◆ GIVEN REQUEST ◆
In the listing below, swap "pale lavender iris" for "deep purple iris" and write out every line again with nothing else changed. Leave out the pictures.

:: EXTRACTED DATA

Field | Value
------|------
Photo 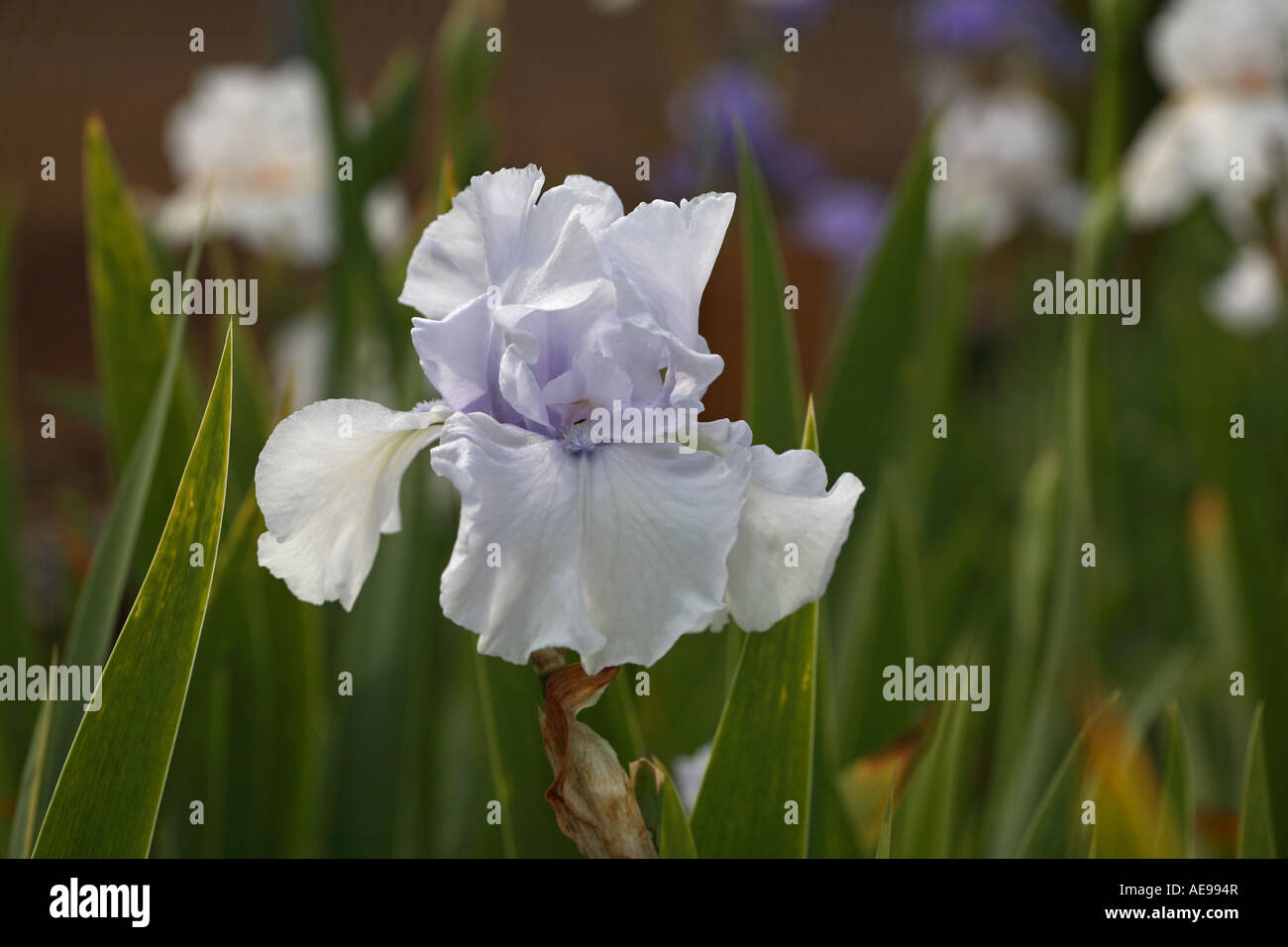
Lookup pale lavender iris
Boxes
[255,164,863,673]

::::

◆ SOLUTION ◆
Field | Value
------|------
Photo 
Lookup deep purple iris
Boxes
[255,164,863,673]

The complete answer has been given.